Büyü etiketine sahip kayıtlar gösteriliyor. Tüm kayıtları göster
Büyü etiketine sahip kayıtlar gösteriliyor. Tüm kayıtları göster

12 Haziran 2019 Çarşamba

Bencillik büyücülüğün başlangıcıdır

Derslerinden daima çok kıymetli şeyler öğrendiğim Ebubekir Sifil Hoca'nın bir keresinde 'tevekkül' bahsi içinde yeralan 'büyü' temalı bir hadis-i şerifi 'tevekkülsüzlük ve büyü arasındaki ilişki' ile anlamlandırdığını dinlemiştim. (Hocanın internette Riyazü's-Salihîn ve Mişkatü'l-Mesabih'ten başka hadis dersini takip etmediğime göre bu ikisinden birisinde olmalı o bahis.) O zamanlar tastamam kavrayamadığım bu meseleye daha sonraları kendimce bir miktar daha kafa yordum. En nihayet şöyle bir neticeye vardım: İnsan âlemin uyumunu ıskalarsa, daha doğrusu 'takdir edilen herşeyin tevhid uyumunun bir parçası olduğunu' göremezse, kendi parçası merkezinde evreni yeniden dizayn etmeye çalışıyor.

Bencilin çevresine verdiği zarar da buradan doğuyor. Bencil insan olanları 'kaderde takdir edildiği şekliyle' kabullenemiyor. Kendi menfaatlerinin odakta olduğu, unutulmadığı, eksik bırakılmadığı, hatta özellikle gözetildiği bir düzende herşeyin yeniden şekillenmesini arzu ediyor. Hatta aksinin vukû bulmasını haksızlık addediyor. Bu da eşiti olan diğer parçalara karşı zalimleşmesine sebebiyet veriyor. (Günümüz teknolojisinin tabiata verdiği zarar da böyle değerlendirilebilir mi?)

▶ _Yapılacak iş_: Bencillik ve büyü üzerine olan metin alıntısına göre bencil insan olanları hangi şekilde kabullenemiyor?

▶ _Ham kayıtlar_:

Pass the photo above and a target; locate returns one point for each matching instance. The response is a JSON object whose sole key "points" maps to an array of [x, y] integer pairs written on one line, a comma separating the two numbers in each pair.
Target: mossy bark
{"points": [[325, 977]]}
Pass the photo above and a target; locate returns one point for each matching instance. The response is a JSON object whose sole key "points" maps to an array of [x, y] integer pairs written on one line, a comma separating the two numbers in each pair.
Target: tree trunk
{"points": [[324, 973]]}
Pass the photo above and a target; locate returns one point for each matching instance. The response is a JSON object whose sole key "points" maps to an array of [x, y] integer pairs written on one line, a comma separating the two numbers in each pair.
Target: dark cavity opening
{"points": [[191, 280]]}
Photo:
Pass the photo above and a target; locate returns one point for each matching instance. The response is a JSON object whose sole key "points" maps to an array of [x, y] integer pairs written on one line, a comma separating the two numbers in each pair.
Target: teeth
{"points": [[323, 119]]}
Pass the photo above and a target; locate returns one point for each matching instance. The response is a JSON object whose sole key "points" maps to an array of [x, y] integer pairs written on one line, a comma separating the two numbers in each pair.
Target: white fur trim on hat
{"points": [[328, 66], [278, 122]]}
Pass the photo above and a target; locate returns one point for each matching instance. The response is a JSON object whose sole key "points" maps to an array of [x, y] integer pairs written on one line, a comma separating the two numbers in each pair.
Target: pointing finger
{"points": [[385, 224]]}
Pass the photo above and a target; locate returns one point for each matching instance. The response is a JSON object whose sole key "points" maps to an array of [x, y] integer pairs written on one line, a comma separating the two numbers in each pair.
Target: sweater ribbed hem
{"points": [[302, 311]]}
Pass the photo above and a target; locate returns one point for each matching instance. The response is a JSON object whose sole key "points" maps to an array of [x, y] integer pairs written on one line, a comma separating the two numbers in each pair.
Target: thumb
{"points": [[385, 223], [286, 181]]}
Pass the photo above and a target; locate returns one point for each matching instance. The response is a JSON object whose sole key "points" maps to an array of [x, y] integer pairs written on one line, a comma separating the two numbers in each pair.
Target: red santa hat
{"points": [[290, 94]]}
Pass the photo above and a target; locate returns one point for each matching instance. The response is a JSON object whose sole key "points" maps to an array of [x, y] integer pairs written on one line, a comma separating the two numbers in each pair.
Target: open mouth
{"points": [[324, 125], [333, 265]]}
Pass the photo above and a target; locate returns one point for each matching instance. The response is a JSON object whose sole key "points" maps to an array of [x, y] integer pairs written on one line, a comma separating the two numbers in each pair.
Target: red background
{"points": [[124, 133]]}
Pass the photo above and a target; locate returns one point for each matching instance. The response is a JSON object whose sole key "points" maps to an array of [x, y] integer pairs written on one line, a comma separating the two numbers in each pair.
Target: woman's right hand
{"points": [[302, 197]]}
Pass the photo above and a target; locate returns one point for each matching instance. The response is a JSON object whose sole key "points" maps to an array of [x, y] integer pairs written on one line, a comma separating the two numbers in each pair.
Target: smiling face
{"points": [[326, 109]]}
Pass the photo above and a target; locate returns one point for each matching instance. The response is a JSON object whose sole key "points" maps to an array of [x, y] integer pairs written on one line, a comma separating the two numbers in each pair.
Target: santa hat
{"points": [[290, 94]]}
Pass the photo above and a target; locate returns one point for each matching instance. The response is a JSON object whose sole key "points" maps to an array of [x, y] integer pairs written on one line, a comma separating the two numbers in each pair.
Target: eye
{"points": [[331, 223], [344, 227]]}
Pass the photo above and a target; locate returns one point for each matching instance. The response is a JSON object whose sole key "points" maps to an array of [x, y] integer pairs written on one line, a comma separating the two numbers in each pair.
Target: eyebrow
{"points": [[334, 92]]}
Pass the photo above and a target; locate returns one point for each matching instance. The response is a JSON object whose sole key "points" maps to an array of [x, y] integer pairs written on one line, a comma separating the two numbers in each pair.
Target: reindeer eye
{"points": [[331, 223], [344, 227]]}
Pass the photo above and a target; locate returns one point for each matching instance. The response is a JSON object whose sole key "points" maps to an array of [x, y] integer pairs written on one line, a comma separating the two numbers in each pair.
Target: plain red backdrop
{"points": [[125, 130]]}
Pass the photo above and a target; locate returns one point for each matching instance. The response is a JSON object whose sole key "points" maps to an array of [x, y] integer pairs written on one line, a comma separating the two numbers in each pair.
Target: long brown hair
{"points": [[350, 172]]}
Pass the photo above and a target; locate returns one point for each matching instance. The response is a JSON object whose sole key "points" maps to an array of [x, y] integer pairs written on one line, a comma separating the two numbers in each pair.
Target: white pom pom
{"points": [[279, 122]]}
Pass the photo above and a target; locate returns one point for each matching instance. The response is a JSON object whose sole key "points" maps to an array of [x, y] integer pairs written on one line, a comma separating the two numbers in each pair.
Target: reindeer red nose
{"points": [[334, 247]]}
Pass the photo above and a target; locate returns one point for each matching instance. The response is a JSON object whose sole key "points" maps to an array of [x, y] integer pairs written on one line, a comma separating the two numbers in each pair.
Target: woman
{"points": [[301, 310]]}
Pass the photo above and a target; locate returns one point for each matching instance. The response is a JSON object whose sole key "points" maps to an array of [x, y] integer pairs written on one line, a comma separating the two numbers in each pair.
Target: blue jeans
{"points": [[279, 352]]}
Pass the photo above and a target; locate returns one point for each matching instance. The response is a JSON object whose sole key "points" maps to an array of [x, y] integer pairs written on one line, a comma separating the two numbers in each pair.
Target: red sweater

▶ _Alıştırma sonucu_: Bencil insan olanları kaderde takdir edildiği şekliyle kabullenemiyor.